Brief 1 -
Name the three categories into which the financial statement notes say the Company designates derivatives on the dates the contracts are entered into.
Brief 2 -
Continue the financial statement notes from the point where they stop.

NOTES TO CONDENSED CONSOLIDATED FINANCIAL STATEMENTS (UNAUDITED)—(Continued)

September 30, 2009

 

Stock-Based Compensation

The Company maintains two stock-based compensation plans. These plans provide for the granting of stock options to the Company’s directors and the Bank’s employees. Generally accepted accounting principles, “Share-Based Payment” requires financial statement recognition of compensation cost for stock options and other stock-based awards. Both of the Company’s stock-based compensation plans are fully vested when granted and, therefore, are expensed on the date of grant using the Black-Scholes option-pricing model.

Earnings per Share of Common Stock

Basic earnings per share represent income available to common stockholders divided by the weighted-average number of common shares outstanding during the period. Diluted earnings per share reflect the addition of an incremental number of shares added as a result of converting common stock equivalents. A reconciliation of the weighted average shares outstanding used to calculate basic net income per share and diluted net income per share follows.

Earnings per share for the three and nine months ended September 30, have been computed as follows:

 

     Three Months Ended    Nine Months Ended

(In Thousands, except per share data)

   September
2009
   September
2008
   September
2009
   September
2008

Net Income

   $ 3,880    $ 3,163    $ 10,359    $ 10,016

Weighted average shares outstanding (basic)

     6,407      6,425      6,395      6,422

Impact of common stock equivalents

     334      337      336      326
                           

Weighted average shares outstanding (diluted)

     6,741      6,762      6,731      6,748
                           

Per share information:

           

Basic earnings per share

   $ 0.61    $ 0.49    $ 1.62    $ 1.56

Diluted earnings per share

   $ 0.58    $ 0.46    $ 1.54    $ 1.48

Derivative Instruments and Hedging Activities

The Company follows generally accepted accounting principles, Accounting for Derivative Financial Instruments and Hedging Activities, as amended, to account for derivative and hedging activities. In accordance with this statement, all derivatives are recognized in the Consolidated Financial Statements at their fair values. On the dates that derivative contracts are entered into, the Company designates derivatives as (a) hedges of fair values of recognized assets or liabilities or of unrecognized firm commitments (fair-value hedges); (b) hedges of forecasted transactions or variable cash flows to be received or paid in conjunction with recognized assets or liabilities (cash-flow hedges) or (c) instruments that are held for trading or non-hedging purposes (trading or economic-hedging instruments). For a derivative treated as a fair-value hedge, the effective portion of a change in fair value is recorded as an adjustment to the hedged item. The ineffective portion of the fair-value hedge is recognized in current period earnings. Upon termination of a fair-value hedge of a debt instrument, the resulting gain or loss is amortized to earnings through the maturity date of the debt instrument. For a derivative treated as a cash flow hedge, the ineffective portion of changes in fair value is reported in current period earnings. The effective portion of the cash flow hedge is recorded as an adjustment to the hedged item through other comprehensive income. For a derivative treated as a trading or economic hedging instrument, changes in fair value are reported in current period earnings. Fair values are determined based upon quoted market prices and mathematical models using current and historical data.

Data for analysis -
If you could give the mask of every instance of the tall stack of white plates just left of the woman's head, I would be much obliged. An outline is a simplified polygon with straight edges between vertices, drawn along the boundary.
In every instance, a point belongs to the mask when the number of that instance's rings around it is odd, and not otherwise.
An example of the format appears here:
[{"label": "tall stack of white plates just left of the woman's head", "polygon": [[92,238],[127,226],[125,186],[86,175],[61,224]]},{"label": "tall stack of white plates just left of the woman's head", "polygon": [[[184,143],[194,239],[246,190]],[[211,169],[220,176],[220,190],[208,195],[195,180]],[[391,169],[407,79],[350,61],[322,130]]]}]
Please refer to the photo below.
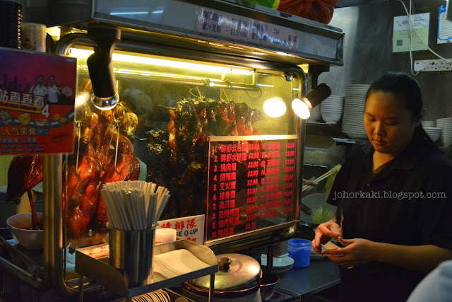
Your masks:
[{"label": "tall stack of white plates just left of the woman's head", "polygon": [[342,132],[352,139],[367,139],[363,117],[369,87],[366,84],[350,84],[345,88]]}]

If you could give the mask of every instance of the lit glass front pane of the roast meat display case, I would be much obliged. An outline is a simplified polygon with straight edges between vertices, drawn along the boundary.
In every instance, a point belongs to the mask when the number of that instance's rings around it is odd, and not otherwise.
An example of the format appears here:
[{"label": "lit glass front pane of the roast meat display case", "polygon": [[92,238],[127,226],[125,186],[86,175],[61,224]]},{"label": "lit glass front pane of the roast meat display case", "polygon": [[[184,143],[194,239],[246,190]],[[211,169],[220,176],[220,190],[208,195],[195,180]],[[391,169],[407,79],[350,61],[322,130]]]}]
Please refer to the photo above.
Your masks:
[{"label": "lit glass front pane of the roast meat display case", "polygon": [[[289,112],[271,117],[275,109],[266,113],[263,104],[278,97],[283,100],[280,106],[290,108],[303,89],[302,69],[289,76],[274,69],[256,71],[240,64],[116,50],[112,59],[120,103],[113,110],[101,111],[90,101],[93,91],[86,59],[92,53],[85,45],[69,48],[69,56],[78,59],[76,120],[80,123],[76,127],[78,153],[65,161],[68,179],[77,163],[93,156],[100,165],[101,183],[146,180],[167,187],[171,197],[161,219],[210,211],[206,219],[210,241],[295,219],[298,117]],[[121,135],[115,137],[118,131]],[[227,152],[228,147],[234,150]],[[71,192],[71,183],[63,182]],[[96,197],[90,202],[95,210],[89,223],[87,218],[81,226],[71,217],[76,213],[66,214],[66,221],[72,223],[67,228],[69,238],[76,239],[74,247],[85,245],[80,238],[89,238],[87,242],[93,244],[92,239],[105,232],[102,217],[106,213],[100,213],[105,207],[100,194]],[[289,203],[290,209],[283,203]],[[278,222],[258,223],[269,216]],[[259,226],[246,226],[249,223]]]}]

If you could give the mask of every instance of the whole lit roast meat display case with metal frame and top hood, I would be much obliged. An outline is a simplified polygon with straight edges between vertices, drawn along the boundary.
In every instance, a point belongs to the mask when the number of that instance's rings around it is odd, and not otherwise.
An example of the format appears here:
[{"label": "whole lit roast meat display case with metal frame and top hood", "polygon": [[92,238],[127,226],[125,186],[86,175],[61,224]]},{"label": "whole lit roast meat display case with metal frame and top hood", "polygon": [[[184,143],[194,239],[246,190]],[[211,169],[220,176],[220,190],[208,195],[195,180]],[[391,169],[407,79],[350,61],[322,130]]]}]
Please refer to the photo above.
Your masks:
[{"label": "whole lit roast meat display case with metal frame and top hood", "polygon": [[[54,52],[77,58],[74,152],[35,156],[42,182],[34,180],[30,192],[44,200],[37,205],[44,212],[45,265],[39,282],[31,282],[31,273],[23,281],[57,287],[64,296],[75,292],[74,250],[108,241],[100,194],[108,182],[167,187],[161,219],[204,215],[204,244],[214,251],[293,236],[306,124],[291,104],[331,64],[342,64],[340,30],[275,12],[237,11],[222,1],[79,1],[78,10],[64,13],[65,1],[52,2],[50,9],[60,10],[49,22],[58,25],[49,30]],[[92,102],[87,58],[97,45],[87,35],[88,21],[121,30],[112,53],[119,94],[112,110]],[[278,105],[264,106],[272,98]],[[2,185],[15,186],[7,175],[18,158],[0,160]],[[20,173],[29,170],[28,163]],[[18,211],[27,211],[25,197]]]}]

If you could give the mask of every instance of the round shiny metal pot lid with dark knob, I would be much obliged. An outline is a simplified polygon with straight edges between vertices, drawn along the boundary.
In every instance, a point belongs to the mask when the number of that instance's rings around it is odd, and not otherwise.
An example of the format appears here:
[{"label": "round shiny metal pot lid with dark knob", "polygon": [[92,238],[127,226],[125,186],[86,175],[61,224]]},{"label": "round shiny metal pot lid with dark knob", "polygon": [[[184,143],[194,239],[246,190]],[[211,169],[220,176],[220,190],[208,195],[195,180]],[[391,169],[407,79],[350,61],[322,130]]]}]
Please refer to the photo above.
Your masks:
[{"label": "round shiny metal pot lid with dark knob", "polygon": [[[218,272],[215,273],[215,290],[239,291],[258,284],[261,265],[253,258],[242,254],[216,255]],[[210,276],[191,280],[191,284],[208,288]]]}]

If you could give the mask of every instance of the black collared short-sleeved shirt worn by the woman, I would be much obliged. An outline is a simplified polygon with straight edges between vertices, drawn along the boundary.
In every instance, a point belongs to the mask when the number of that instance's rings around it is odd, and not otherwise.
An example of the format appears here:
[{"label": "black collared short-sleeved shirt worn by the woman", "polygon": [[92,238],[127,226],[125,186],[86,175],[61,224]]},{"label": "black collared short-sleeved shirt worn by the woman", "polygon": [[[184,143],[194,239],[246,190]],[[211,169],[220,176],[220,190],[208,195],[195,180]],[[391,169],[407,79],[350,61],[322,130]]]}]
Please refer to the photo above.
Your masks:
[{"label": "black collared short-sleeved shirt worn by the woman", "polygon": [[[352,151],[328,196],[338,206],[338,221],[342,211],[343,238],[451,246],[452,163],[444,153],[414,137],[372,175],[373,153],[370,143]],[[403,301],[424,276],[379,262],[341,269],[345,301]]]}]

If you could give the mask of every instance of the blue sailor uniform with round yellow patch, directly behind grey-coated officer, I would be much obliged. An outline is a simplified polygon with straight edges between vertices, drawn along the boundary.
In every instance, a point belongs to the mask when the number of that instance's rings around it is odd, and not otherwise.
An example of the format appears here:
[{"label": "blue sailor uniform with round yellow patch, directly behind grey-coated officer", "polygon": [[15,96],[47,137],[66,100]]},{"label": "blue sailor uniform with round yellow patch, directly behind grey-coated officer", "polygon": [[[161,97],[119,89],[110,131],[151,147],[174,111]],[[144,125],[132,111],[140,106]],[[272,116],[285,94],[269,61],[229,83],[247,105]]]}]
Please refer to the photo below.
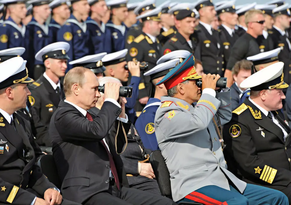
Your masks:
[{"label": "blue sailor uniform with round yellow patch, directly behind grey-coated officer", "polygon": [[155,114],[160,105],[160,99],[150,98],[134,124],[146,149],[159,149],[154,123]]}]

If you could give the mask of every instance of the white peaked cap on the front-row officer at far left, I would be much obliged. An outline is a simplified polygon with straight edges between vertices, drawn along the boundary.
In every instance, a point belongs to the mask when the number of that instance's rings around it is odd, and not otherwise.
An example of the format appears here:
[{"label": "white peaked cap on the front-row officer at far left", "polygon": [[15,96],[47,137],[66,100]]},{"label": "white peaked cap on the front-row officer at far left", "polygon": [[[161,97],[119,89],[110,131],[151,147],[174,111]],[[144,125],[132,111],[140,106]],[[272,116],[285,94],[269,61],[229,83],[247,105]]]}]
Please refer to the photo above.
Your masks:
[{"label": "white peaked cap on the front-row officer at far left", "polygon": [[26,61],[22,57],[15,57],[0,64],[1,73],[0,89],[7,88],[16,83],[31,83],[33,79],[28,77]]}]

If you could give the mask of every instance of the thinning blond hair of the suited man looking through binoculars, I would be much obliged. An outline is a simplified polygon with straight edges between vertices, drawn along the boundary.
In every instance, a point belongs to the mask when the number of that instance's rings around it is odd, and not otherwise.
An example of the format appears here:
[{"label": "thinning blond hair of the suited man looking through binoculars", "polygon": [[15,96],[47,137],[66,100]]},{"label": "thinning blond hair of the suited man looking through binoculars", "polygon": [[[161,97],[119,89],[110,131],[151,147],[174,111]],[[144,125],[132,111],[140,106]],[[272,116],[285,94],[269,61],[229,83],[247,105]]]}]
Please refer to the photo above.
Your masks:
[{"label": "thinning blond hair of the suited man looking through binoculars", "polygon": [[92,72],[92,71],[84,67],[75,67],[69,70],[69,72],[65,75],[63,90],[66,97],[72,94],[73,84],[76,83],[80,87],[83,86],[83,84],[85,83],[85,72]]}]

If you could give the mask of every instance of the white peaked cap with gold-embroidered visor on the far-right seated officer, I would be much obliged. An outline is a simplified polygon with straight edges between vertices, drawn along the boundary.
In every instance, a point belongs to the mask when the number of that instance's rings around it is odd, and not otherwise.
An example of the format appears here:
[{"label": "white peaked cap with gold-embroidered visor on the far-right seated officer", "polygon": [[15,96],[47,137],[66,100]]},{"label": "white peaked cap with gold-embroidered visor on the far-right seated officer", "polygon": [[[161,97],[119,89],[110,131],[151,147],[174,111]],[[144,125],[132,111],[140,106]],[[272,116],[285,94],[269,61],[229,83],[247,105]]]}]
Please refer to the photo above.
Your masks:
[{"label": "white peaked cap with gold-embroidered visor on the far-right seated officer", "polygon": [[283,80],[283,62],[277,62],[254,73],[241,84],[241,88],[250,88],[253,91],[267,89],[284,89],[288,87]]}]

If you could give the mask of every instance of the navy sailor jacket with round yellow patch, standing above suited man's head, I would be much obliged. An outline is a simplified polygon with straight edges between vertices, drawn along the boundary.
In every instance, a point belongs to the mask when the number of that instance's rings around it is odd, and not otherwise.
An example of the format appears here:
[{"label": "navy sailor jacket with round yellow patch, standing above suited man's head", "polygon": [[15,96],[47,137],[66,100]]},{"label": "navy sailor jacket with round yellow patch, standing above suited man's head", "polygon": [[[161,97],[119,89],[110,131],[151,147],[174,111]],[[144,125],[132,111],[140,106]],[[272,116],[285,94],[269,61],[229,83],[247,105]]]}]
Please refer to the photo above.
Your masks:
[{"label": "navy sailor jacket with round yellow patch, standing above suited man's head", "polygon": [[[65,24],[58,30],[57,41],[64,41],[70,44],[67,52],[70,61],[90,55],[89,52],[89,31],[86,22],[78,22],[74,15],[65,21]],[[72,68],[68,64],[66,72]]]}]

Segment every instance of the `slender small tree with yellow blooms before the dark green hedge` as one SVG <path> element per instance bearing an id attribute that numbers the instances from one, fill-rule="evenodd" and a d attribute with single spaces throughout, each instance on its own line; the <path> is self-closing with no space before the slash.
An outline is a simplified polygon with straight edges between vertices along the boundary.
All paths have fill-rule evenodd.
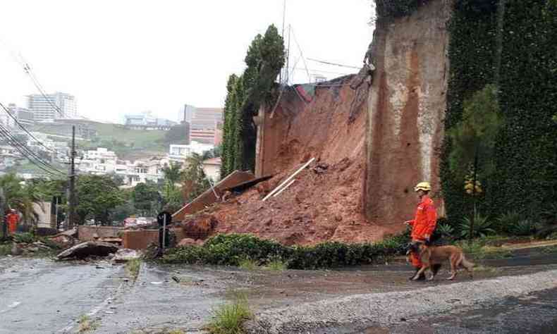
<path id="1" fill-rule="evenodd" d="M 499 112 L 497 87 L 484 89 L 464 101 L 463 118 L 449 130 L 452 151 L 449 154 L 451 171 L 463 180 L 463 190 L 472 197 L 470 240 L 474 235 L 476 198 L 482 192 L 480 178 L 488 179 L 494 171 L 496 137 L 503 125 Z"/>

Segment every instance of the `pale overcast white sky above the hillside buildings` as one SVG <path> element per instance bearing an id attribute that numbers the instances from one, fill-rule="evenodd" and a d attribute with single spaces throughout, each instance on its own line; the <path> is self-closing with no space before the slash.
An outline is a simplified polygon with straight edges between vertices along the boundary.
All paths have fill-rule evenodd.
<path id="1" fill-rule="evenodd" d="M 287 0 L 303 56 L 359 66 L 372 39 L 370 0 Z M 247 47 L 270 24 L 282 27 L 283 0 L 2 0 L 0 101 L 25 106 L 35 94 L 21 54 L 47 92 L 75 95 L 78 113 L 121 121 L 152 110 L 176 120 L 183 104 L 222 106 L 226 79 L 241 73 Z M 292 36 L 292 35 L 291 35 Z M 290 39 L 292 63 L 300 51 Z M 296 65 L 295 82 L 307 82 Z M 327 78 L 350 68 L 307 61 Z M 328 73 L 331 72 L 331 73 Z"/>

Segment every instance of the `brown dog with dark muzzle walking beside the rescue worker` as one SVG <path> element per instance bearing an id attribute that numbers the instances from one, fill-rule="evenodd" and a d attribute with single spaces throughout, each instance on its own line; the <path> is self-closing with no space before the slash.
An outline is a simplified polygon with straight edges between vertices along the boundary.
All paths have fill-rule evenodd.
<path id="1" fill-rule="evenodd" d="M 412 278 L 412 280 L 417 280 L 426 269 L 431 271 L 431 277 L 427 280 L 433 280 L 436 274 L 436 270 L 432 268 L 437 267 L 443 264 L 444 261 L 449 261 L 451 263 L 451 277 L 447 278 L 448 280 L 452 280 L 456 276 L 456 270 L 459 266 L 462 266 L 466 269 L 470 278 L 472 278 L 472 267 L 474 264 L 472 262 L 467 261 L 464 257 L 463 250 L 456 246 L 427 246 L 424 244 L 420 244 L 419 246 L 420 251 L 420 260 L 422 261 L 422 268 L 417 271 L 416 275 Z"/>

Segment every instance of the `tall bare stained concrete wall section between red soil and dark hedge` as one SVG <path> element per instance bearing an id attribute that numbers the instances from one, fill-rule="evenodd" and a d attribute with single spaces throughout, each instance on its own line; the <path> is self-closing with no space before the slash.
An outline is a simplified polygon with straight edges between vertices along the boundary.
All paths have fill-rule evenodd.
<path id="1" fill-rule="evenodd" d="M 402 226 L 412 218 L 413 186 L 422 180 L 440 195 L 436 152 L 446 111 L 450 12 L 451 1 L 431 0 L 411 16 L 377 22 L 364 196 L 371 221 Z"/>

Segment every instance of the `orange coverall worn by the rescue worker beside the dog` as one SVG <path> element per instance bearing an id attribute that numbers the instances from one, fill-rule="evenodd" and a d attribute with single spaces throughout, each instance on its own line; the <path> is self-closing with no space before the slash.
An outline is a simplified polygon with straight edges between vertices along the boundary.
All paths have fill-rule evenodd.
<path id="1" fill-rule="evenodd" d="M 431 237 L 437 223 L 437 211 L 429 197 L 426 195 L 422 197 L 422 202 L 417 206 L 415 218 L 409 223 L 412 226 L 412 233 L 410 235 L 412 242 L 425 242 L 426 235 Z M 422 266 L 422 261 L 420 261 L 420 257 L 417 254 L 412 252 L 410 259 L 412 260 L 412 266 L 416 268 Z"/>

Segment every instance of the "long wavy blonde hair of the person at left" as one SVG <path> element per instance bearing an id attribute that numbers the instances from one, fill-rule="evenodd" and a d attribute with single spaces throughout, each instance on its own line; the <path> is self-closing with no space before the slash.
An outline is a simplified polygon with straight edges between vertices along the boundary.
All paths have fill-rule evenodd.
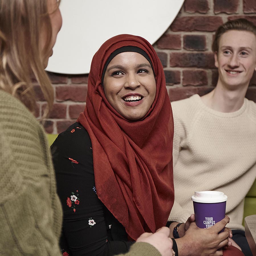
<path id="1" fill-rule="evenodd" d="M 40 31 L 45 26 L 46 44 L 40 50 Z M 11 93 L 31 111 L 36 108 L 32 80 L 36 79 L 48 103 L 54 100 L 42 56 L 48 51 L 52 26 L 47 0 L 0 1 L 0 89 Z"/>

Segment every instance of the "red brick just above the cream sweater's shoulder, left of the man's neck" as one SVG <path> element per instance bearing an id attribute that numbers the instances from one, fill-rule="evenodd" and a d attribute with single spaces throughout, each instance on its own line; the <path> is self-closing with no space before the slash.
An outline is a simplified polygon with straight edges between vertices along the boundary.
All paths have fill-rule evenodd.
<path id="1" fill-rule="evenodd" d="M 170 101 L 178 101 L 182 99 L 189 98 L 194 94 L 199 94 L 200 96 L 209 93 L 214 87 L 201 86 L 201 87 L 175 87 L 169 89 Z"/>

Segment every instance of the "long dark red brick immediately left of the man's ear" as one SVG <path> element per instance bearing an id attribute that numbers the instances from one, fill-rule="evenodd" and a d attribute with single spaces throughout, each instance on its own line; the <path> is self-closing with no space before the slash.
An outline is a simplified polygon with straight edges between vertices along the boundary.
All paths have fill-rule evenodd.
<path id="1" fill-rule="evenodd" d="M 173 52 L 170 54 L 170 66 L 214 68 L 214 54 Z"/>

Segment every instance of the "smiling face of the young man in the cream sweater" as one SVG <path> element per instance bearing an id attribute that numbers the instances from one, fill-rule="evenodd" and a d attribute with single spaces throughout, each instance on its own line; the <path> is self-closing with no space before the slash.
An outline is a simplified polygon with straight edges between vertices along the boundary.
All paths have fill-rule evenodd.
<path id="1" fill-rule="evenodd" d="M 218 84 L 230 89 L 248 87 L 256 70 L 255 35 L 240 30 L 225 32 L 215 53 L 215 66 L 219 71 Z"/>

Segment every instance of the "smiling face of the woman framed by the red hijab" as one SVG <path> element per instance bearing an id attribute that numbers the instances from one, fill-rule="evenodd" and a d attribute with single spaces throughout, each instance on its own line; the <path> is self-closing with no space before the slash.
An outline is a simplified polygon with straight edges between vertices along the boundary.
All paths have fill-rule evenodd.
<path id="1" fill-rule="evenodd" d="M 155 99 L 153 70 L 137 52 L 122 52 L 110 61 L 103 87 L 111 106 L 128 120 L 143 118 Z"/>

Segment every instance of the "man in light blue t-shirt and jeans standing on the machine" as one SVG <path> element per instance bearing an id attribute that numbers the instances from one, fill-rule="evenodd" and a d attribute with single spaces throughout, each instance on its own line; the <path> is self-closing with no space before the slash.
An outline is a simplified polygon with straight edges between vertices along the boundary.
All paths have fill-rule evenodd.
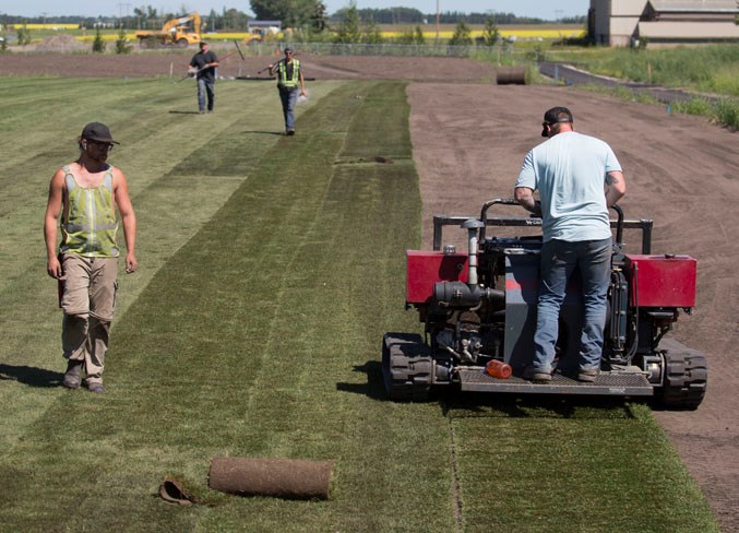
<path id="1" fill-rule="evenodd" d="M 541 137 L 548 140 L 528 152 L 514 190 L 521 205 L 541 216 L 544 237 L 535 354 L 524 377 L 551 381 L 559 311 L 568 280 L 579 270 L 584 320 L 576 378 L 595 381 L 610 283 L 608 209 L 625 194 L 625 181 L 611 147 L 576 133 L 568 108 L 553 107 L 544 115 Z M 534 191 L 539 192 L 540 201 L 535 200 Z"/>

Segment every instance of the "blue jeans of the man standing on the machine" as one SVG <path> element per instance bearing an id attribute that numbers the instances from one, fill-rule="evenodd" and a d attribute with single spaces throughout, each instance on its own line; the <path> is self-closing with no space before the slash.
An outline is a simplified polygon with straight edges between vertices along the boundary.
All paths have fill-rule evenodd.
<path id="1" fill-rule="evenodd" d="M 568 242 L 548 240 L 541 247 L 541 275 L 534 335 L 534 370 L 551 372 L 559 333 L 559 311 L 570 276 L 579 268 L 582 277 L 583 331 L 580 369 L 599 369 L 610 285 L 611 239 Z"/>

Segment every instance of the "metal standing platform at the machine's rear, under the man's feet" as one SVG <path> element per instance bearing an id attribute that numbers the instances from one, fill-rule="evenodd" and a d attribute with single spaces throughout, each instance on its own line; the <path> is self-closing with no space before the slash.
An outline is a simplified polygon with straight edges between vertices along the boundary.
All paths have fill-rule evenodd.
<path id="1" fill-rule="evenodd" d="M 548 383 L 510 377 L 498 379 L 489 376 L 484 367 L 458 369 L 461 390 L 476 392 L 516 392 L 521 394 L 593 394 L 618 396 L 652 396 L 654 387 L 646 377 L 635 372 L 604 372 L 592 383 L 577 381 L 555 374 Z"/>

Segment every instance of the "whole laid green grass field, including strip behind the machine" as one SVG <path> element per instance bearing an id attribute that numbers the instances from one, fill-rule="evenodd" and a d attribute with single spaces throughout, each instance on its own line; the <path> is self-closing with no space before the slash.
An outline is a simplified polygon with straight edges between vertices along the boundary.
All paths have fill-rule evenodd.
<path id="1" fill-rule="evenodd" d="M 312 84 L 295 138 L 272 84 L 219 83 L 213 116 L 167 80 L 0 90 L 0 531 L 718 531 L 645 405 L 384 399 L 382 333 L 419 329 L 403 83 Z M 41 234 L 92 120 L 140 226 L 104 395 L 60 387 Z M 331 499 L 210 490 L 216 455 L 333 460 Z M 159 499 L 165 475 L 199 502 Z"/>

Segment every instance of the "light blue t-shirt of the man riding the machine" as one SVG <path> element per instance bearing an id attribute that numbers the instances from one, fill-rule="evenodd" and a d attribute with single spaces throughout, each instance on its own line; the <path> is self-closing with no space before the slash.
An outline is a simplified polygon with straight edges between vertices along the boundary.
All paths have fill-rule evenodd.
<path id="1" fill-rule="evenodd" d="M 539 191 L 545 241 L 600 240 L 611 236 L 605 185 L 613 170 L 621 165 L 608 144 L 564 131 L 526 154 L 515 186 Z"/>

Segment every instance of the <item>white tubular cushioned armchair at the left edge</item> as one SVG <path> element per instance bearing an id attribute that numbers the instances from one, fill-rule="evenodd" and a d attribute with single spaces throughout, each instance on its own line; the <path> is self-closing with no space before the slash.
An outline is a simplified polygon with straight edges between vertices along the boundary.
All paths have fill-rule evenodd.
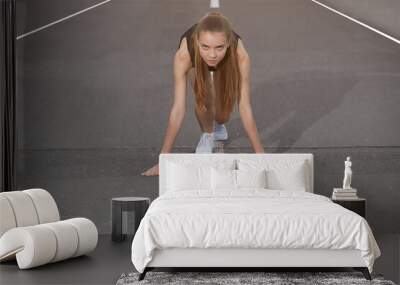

Exercise response 1 -
1. Fair-value hedges: hedges of fair values of recognized assets or liabilities or of unrecognized firm commitments.
2. Cash-flow hedges: hedges of forecasted transactions or variable cash flows to be received or paid in conjunction with recognized assets or liabilities.
3. Trading or economic-hedging instruments: instruments that are held for trading or non-hedging purposes.

Exercise response 2 -
The Company formally assesses, both at the hedges’ inception, and on an on-going basis, whether derivatives used in hedging transactions have been highly effective in offsetting changes in fair values or cash flows of hedged items and whether those derivatives are expected to remain highly effective in subsequent periods. The Company discontinues hedge accounting when (a) it determines that a derivative is no longer effective in offsetting changes in fair value or cash flows of a hedged item; (b) the derivative expires or is sold, terminated or exercised; (c) probability exists that the forecasted transaction will no longer occur or (d) management determines that designating the derivative as a hedging instrument is no longer appropriate. In all cases in which hedge accounting is discontinued and a derivative remains outstanding, the Company will carry the derivative at fair value in the Consolidated Financial Statements, recognizing changes in fair value in current period other comprehensive income in the statement of changes in shareholders’ equity.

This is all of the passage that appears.